## Problem statement:
After finding the line with "The optional prompts" in the entries below, retype exactly each line from there through the line with "105L742 108L711 185L708", including that final line.

Stored data entries:
=== Begin Enclosure ===

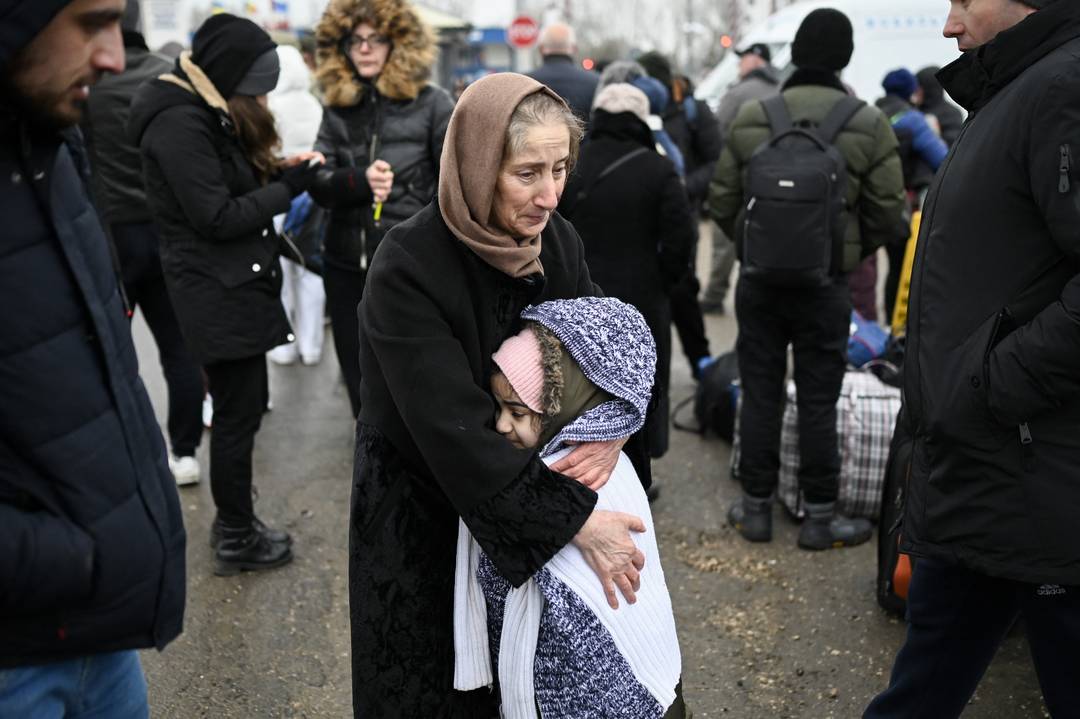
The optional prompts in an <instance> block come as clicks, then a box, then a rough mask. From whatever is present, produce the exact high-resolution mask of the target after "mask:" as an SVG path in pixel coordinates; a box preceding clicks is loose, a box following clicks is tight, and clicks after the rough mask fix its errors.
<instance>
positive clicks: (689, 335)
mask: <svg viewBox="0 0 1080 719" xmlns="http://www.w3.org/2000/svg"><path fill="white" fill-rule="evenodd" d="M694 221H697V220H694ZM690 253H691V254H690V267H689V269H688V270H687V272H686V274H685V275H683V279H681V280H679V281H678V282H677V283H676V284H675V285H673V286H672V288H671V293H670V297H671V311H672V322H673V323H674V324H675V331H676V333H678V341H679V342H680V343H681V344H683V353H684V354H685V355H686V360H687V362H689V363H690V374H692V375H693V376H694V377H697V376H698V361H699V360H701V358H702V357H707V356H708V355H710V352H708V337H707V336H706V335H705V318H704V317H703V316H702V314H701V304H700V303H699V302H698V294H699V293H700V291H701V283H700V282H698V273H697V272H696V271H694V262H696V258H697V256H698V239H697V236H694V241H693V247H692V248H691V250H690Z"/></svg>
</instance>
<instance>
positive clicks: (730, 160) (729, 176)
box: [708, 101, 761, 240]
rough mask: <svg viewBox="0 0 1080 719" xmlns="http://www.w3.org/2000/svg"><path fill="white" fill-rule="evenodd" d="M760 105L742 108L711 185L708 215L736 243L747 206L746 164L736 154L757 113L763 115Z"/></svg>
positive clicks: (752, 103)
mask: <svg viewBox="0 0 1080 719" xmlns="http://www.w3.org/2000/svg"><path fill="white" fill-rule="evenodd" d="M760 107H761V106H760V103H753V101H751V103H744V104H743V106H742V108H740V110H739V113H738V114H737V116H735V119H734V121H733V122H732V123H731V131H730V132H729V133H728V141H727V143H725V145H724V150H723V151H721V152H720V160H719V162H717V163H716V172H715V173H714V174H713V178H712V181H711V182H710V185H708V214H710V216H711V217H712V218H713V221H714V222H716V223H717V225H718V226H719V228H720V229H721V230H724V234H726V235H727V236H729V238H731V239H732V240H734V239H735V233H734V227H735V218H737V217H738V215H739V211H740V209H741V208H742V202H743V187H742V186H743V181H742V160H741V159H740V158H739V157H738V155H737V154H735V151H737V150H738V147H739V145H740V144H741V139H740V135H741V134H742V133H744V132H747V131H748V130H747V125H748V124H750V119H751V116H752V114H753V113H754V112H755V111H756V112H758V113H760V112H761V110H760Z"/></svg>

=== End Enclosure ===
=== Begin Enclosure ===

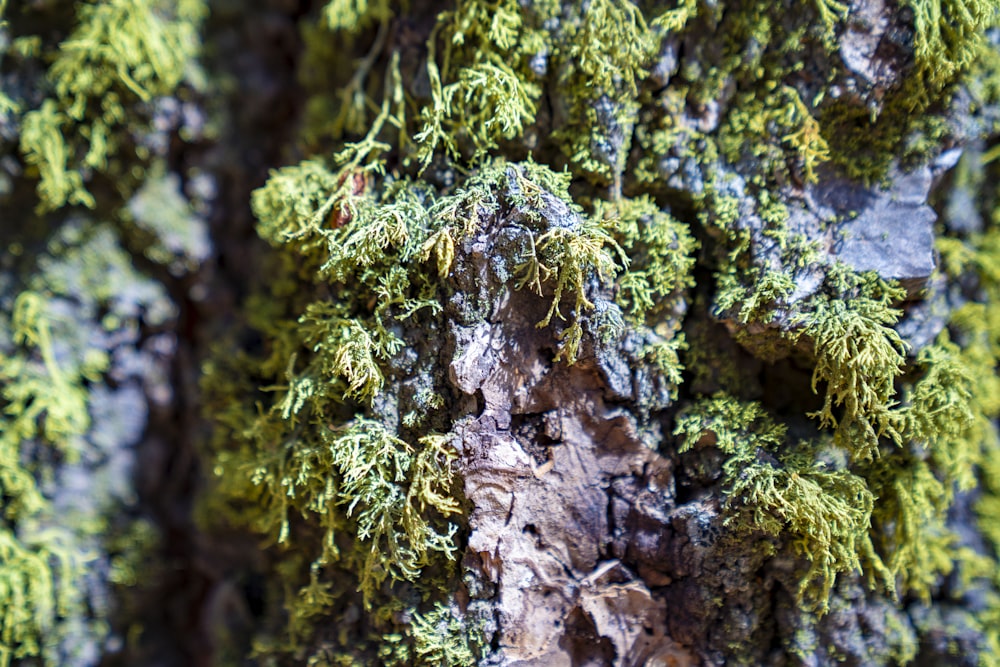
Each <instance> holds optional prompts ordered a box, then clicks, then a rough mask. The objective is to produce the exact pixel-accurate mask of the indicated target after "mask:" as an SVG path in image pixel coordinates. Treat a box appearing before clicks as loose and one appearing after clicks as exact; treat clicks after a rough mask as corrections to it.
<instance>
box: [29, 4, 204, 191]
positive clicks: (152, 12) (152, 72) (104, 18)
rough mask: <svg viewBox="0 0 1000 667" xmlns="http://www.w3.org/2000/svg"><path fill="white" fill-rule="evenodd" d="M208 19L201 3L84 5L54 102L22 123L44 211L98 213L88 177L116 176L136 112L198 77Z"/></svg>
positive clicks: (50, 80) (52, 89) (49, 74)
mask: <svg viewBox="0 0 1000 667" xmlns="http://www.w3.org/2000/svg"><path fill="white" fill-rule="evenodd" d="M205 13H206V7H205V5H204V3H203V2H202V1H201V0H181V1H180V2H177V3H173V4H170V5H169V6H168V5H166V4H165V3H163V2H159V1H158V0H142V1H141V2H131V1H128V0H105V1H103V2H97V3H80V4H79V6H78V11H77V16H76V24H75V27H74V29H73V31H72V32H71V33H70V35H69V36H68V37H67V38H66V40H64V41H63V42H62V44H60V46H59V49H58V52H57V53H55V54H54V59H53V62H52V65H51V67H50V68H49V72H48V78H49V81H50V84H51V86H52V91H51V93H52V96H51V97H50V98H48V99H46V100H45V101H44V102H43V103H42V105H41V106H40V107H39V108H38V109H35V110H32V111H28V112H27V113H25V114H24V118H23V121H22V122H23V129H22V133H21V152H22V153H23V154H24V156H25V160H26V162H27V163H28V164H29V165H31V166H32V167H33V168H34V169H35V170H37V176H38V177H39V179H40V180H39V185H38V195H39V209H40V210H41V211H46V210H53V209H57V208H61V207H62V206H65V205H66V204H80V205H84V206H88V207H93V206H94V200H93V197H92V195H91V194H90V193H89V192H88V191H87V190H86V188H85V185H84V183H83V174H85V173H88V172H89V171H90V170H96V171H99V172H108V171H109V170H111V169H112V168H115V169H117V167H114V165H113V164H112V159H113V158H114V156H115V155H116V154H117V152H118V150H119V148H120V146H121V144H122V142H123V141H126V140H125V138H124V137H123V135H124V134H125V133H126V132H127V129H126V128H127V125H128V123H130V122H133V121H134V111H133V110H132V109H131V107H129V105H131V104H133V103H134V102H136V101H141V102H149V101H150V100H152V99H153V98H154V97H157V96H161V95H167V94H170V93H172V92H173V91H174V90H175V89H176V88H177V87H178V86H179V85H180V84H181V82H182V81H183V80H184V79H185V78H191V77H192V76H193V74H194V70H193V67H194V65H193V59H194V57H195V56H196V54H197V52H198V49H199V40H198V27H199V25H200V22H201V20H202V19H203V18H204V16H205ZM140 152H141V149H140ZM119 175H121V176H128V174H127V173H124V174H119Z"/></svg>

=== End Enclosure ===

## Your response:
The optional prompts in an <instance> block come as clicks, then a box, then a rough mask. From whatever is present, produce the exact high-resolution mask of the target after "mask:" as an SVG path in pixel coordinates; a box preceding clicks is loose, a box following clicks is tight, and clicks after the rough mask fix its errors.
<instance>
positive clicks: (689, 335)
mask: <svg viewBox="0 0 1080 719" xmlns="http://www.w3.org/2000/svg"><path fill="white" fill-rule="evenodd" d="M694 221H697V220H694ZM690 253H691V254H690V267H689V269H688V270H687V272H686V274H685V275H683V279H681V280H679V281H678V282H677V283H676V284H675V285H673V286H672V288H671V293H670V297H671V311H672V322H673V323H674V324H675V331H676V333H678V341H679V342H680V343H681V344H683V353H684V354H685V355H686V360H687V362H689V363H690V374H692V375H693V376H694V377H697V376H698V361H699V360H701V358H702V357H707V356H708V355H710V352H708V337H707V336H706V335H705V318H704V317H703V316H702V314H701V304H700V303H699V302H698V294H699V293H700V291H701V283H700V282H698V273H697V272H696V271H694V262H696V258H697V256H698V239H697V236H694V241H693V247H692V248H691V250H690Z"/></svg>
</instance>
<instance>
positive clicks: (730, 160) (729, 176)
box: [708, 101, 761, 240]
rough mask: <svg viewBox="0 0 1080 719" xmlns="http://www.w3.org/2000/svg"><path fill="white" fill-rule="evenodd" d="M760 105L742 108L711 185L708 215L736 243L747 206L746 164L736 154L757 113L763 115Z"/></svg>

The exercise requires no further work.